§ Kutipan
○ ○ ○ ○ ○ ○ ○

Suara yang lebih keras keluar dari Si Raja Kapret Rizal Ramli. Bang Rizal bahkan mendesak Jokowi untuk mencopot manajemen OJK (komisioner dan jajaran birokrasi dibawahnya).  

Rizal juga menyinggung gaji komisioner dan staf OJK yang sangat berlimpah. Menurutnya gaji mereka yang terlalu berlimpah itu tidak sepadan dengan kapasitas dan kinerja para birokrat dan pegawai OJK yang kurang berpengalaman dalam melakukan surveillance (pengawasan) dan tindakan-tindakan lain yang seharusnya dilakukan oleh OJK.

 Cercaan keras yang dialamatkan ke OJK disampaikan oleh pengamat BUMN papan atas, Said Didu. Menurutnya gaji dan fasilitas Komisioner dan pegawai OJK sangat besar. Itu sekitar 5 lipat dari Gaji dan fasilitas Presiden Jokowi tetapi pekerjaan yang dihasilkan sangat memalukan. 

Menurut Mantan Pejabat Teras Kementerian BUMN ini tiap bulan, semua perusahaan asuransi  melaporkan keuangannya ke OJK. Selain itu laporan Triwulanan juga disampaikan oleh semua perusahaan asuransi termasuk Jiwasraya dan ASABRI. Tapi, laporan-laporan itu masuk laci saja dan adalah sangat sia-sia OJK digaji besar sekali seperti disebutkan diatas.

Penulis sangat sepakat dengan tuntutan Rizal Ramli agar Presiden Jokowi mencopot Komisioner OJK yang terkait dan pejabat-pejabat OJK lainnya yang terkait dengan tugas pengawasan ke industri lembaga keuangan bukan bank (LKBB), sekarang disebut dengan nama, Industri Keuangan Non-Bank (IKBN), utamanya industri asuransi.

Penulis juga sepakat dengan mereka itu untuk menurunkan gaji dan berbagai tunjangan, bonus dan fasilitas yang diterima oleh pegawai OJK.

○ ○ ○ ○ ○ ○ ○

§ Bahan yang Disediakan

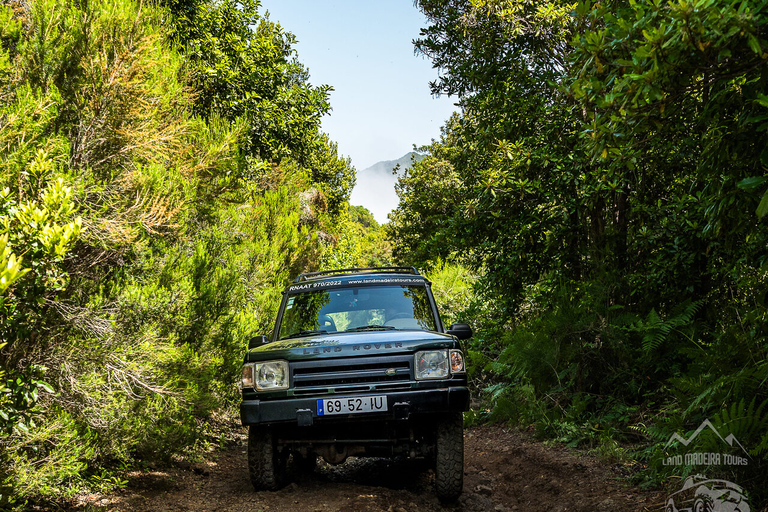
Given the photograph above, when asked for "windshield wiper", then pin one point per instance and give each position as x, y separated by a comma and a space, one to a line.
301, 334
372, 327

○ ○ ○ ○ ○ ○ ○

§ Soal
(A) Tulis ulang bagian kutipan mulai dari "Rizal juga menyinggung" dan terus sampai "dilakukan oleh OJK.", dengan kata "staf" diganti menjadi "karyawan".
(B) Jawablah pertanyaan berikut berdasarkan kutipan.
(i) Siapa yang mendesak Jokowi untuk mencopot manajemen OJK?
(ii) Menurut Said Didu, gaji dan fasilitas Komisioner dan pegawai OJK kira-kira berapa lipat dari gaji dan fasilitas Presiden Jokowi?
(iii) Apa nama yang sekarang dipakai untuk industri lembaga keuangan bukan bank (LKBB)?
Jawablah hanya berdasarkan kutipan, tanpa memakai baris-baris yang menyertainya.

§ Jawaban
(A)
Rizal juga menyinggung gaji komisioner dan karyawan OJK yang sangat berlimpah. Menurutnya gaji mereka yang terlalu berlimpah itu tidak sepadan dengan kapasitas dan kinerja para birokrat dan pegawai OJK yang kurang berpengalaman dalam melakukan surveillance (pengawasan) dan tindakan-tindakan lain yang seharusnya dilakukan oleh OJK.

(B)
(i) Rizal Ramli.
(ii) Sekitar 5 lipat.
(iii) Industri Keuangan Non-Bank (IKBN).